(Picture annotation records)
========
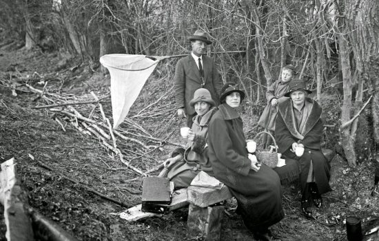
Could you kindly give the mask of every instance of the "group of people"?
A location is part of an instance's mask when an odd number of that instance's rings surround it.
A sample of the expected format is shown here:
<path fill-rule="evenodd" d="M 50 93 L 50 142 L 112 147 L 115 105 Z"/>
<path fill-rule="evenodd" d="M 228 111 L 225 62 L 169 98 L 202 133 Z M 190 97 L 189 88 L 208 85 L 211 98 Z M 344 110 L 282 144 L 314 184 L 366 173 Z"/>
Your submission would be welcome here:
<path fill-rule="evenodd" d="M 191 129 L 185 148 L 175 149 L 164 163 L 167 177 L 176 187 L 185 187 L 200 171 L 214 176 L 237 200 L 236 211 L 254 238 L 275 240 L 269 227 L 284 218 L 280 182 L 289 174 L 300 181 L 301 209 L 307 218 L 312 218 L 312 201 L 320 208 L 321 194 L 331 191 L 330 166 L 320 147 L 322 109 L 307 97 L 311 92 L 303 81 L 292 79 L 294 67 L 285 67 L 281 80 L 268 87 L 259 125 L 274 135 L 286 163 L 296 165 L 289 169 L 258 165 L 247 150 L 238 112 L 245 92 L 234 83 L 223 85 L 214 62 L 205 55 L 212 43 L 205 32 L 196 31 L 190 41 L 191 54 L 176 65 L 175 91 L 177 114 L 187 118 Z M 305 151 L 297 156 L 300 145 Z"/>

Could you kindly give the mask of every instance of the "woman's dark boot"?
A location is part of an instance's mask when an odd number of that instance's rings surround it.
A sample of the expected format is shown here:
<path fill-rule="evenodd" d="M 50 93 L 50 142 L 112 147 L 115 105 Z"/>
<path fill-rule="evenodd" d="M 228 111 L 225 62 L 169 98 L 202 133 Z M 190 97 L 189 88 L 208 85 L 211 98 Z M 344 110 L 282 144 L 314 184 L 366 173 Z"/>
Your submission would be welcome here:
<path fill-rule="evenodd" d="M 314 205 L 316 208 L 320 209 L 322 206 L 322 198 L 318 192 L 318 188 L 317 187 L 317 184 L 316 182 L 310 182 L 309 188 L 311 190 L 311 194 L 312 196 L 312 199 L 314 203 Z"/>
<path fill-rule="evenodd" d="M 264 229 L 261 231 L 256 231 L 253 232 L 253 236 L 254 240 L 259 241 L 281 241 L 282 240 L 279 238 L 275 237 L 272 235 L 271 231 L 267 229 Z"/>
<path fill-rule="evenodd" d="M 309 182 L 307 182 L 301 196 L 301 211 L 305 218 L 314 219 L 312 211 L 309 207 L 311 207 L 309 186 Z"/>

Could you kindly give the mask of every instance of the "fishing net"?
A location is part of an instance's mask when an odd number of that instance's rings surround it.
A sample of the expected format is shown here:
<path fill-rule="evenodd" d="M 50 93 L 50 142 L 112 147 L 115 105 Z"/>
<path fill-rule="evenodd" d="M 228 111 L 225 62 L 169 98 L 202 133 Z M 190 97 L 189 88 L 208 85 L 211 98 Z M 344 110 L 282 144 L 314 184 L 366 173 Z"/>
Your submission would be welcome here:
<path fill-rule="evenodd" d="M 113 128 L 123 121 L 156 64 L 164 57 L 138 54 L 107 54 L 100 63 L 110 73 Z"/>

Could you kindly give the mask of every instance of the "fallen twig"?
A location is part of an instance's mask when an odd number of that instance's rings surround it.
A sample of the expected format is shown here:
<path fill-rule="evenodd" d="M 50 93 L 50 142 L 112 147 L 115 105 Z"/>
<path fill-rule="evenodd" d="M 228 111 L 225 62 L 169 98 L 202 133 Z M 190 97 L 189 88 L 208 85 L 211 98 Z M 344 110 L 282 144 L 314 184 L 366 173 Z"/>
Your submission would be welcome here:
<path fill-rule="evenodd" d="M 48 170 L 49 170 L 49 171 L 52 171 L 52 172 L 53 172 L 53 173 L 55 173 L 55 171 L 54 171 L 54 169 L 53 169 L 52 168 L 51 168 L 50 166 L 47 165 L 46 164 L 45 164 L 45 163 L 42 163 L 42 162 L 41 162 L 41 161 L 39 161 L 39 160 L 37 160 L 37 164 L 38 164 L 39 165 L 40 165 L 41 167 L 43 167 L 43 168 L 45 168 L 45 169 L 47 169 Z M 81 187 L 82 187 L 82 188 L 83 188 L 83 189 L 85 189 L 89 191 L 90 192 L 91 192 L 91 193 L 94 193 L 94 194 L 96 194 L 96 195 L 99 196 L 99 197 L 101 197 L 101 198 L 103 198 L 103 199 L 105 199 L 105 200 L 107 200 L 110 201 L 110 202 L 112 202 L 116 203 L 116 204 L 117 204 L 117 205 L 120 205 L 120 206 L 122 206 L 122 207 L 132 207 L 132 205 L 127 205 L 127 204 L 125 203 L 125 202 L 121 202 L 121 201 L 114 200 L 114 199 L 113 199 L 113 198 L 110 198 L 110 197 L 108 197 L 108 196 L 105 196 L 105 195 L 104 195 L 104 194 L 103 194 L 103 193 L 99 193 L 99 191 L 95 191 L 95 190 L 94 190 L 93 189 L 90 188 L 90 187 L 88 187 L 88 186 L 87 186 L 87 185 L 84 185 L 84 184 L 83 184 L 83 183 L 81 183 L 81 182 L 79 182 L 79 181 L 77 181 L 77 180 L 74 180 L 74 179 L 72 179 L 72 178 L 69 178 L 69 177 L 68 177 L 68 176 L 65 176 L 65 175 L 63 175 L 63 174 L 59 174 L 59 176 L 63 177 L 63 178 L 65 178 L 65 179 L 66 179 L 66 180 L 68 180 L 69 181 L 70 181 L 70 182 L 72 182 L 75 183 L 76 185 L 77 185 L 80 186 Z"/>
<path fill-rule="evenodd" d="M 61 126 L 61 127 L 62 127 L 62 129 L 63 129 L 63 132 L 65 132 L 65 127 L 63 126 L 63 124 L 62 124 L 62 123 L 58 120 L 58 118 L 56 117 L 55 118 L 55 121 L 57 121 L 58 123 L 58 124 L 59 124 L 59 125 Z"/>
<path fill-rule="evenodd" d="M 363 105 L 362 109 L 360 109 L 359 110 L 359 112 L 357 113 L 356 115 L 355 115 L 350 120 L 349 120 L 347 122 L 345 122 L 345 123 L 342 123 L 342 125 L 341 125 L 341 129 L 343 129 L 343 128 L 347 127 L 349 125 L 351 125 L 353 121 L 354 121 L 354 120 L 356 119 L 359 116 L 359 115 L 360 115 L 360 113 L 363 111 L 363 109 L 365 109 L 365 108 L 366 108 L 366 106 L 367 106 L 367 105 L 369 104 L 369 103 L 370 102 L 371 98 L 372 98 L 372 94 L 370 96 L 370 97 L 369 98 L 367 101 L 365 103 L 365 105 Z"/>
<path fill-rule="evenodd" d="M 74 114 L 72 113 L 70 113 L 67 111 L 65 111 L 65 110 L 61 110 L 61 109 L 50 109 L 50 111 L 52 112 L 61 112 L 62 114 L 64 114 L 65 115 L 68 116 L 70 116 L 70 117 L 73 117 L 73 118 L 76 118 L 78 119 L 80 119 L 81 120 L 84 120 L 84 121 L 86 121 L 86 122 L 88 122 L 90 123 L 92 123 L 92 124 L 97 124 L 98 123 L 96 123 L 95 120 L 91 120 L 91 119 L 89 119 L 88 118 L 85 118 L 85 117 L 83 117 L 83 116 L 78 116 L 76 114 Z M 104 128 L 107 128 L 107 126 L 103 124 L 103 123 L 98 123 L 99 125 L 101 125 Z M 129 137 L 126 137 L 123 135 L 122 135 L 121 134 L 120 134 L 119 132 L 114 130 L 114 129 L 112 129 L 113 131 L 113 133 L 114 133 L 115 134 L 116 134 L 117 136 L 120 136 L 121 138 L 122 138 L 123 139 L 125 140 L 128 140 L 128 141 L 132 141 L 132 142 L 134 142 L 134 143 L 138 143 L 141 145 L 142 145 L 144 148 L 145 149 L 149 149 L 149 147 L 147 146 L 146 145 L 145 145 L 143 143 L 142 143 L 141 141 L 139 140 L 136 140 L 136 139 L 134 139 L 134 138 L 129 138 Z"/>
<path fill-rule="evenodd" d="M 106 98 L 106 97 L 104 97 Z M 51 108 L 57 107 L 59 106 L 66 106 L 66 105 L 85 105 L 85 104 L 94 104 L 98 103 L 107 103 L 110 102 L 109 101 L 85 101 L 85 102 L 73 102 L 73 103 L 65 103 L 61 104 L 55 104 L 55 105 L 37 105 L 32 107 L 32 109 L 43 109 L 43 108 Z"/>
========
* _Task to carry out_
Reproduce the entries above word for word, from their beginning through the line that contains "191 129 L 185", and leave out the pictures.

* _Task output_
Could you kindly give the mask of every instance of the "group of people"?
A location is part of an instance's mask when an odd number of that instance's rings surround it.
A sample of the expected format is shown here:
<path fill-rule="evenodd" d="M 50 93 L 50 142 L 112 147 L 115 105 Z"/>
<path fill-rule="evenodd" d="M 228 111 L 225 62 L 169 98 L 202 133 Z M 190 97 L 189 88 L 208 85 L 211 98 Z M 344 110 L 282 144 L 314 184 L 366 173 Z"/>
Your submission would be welcome here:
<path fill-rule="evenodd" d="M 191 129 L 185 148 L 175 149 L 164 163 L 167 177 L 176 187 L 185 187 L 200 171 L 214 176 L 237 200 L 236 211 L 254 238 L 275 240 L 269 227 L 284 218 L 280 182 L 289 174 L 300 181 L 301 209 L 307 218 L 312 218 L 312 201 L 320 208 L 321 194 L 331 191 L 330 166 L 320 147 L 322 109 L 307 97 L 311 92 L 303 81 L 292 79 L 294 67 L 285 67 L 281 80 L 268 87 L 259 125 L 274 135 L 286 163 L 296 165 L 289 169 L 258 165 L 247 150 L 238 112 L 245 92 L 234 83 L 223 85 L 214 62 L 205 55 L 212 43 L 205 32 L 196 31 L 190 41 L 191 54 L 176 65 L 175 91 L 177 114 L 187 118 Z M 305 151 L 297 156 L 300 145 Z"/>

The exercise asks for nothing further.